Start of ENTRIES SHOWN

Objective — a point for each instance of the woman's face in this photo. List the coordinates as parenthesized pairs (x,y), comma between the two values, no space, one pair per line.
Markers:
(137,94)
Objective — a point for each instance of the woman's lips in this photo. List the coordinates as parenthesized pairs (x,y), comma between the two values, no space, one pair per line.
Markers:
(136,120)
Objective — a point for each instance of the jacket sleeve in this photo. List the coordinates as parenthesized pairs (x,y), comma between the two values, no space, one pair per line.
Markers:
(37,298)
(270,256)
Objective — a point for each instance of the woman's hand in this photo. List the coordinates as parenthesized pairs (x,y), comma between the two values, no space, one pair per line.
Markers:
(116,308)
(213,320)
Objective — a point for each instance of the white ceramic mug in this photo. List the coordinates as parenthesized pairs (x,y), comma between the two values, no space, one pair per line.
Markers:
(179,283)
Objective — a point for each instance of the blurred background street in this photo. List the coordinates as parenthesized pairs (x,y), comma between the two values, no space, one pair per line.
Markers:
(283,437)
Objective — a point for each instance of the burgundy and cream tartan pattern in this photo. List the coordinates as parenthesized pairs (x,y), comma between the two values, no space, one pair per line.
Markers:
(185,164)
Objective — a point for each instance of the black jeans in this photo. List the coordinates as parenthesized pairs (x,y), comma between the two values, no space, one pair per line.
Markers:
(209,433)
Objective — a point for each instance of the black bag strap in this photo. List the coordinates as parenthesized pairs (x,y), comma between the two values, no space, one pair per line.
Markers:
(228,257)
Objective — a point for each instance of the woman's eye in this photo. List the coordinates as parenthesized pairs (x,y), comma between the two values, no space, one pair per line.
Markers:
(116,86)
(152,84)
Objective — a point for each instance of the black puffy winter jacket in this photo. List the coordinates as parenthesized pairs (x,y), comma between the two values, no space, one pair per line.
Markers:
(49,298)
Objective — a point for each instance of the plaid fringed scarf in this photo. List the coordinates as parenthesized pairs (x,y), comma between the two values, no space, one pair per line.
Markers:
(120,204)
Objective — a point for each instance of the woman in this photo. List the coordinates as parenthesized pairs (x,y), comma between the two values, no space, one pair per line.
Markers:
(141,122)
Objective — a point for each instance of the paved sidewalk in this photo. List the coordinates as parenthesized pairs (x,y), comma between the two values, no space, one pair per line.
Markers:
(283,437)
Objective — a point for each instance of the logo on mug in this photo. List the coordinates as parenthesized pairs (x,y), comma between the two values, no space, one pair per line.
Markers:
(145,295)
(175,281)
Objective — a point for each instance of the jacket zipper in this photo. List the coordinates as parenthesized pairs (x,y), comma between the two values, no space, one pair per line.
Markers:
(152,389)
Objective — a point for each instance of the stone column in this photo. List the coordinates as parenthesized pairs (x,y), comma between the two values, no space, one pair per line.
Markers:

End of ENTRIES SHOWN
Start of ENTRIES SHOWN

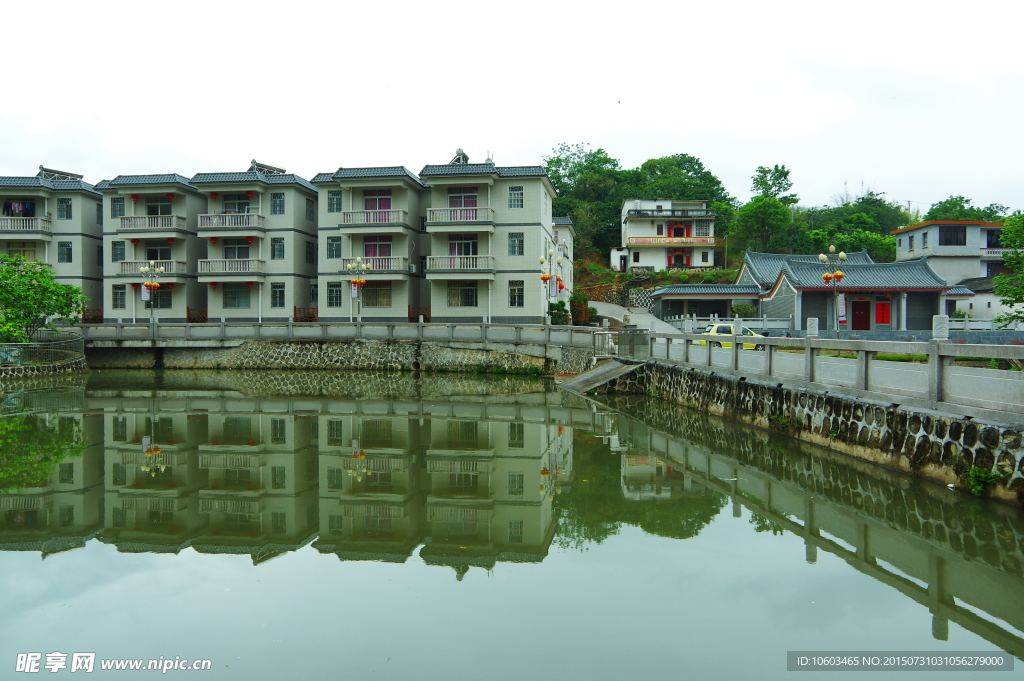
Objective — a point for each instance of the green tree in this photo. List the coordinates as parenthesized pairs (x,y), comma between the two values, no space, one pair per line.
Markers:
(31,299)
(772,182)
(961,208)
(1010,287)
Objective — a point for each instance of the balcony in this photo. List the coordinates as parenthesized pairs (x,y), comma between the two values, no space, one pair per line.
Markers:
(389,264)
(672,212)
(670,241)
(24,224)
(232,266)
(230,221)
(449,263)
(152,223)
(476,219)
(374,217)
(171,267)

End of ENTRIES SHOWN

WHAT TO DO:
How many lines in the records contain the word "black"? Reply with the number alone.

FINISHED EXERCISE:
3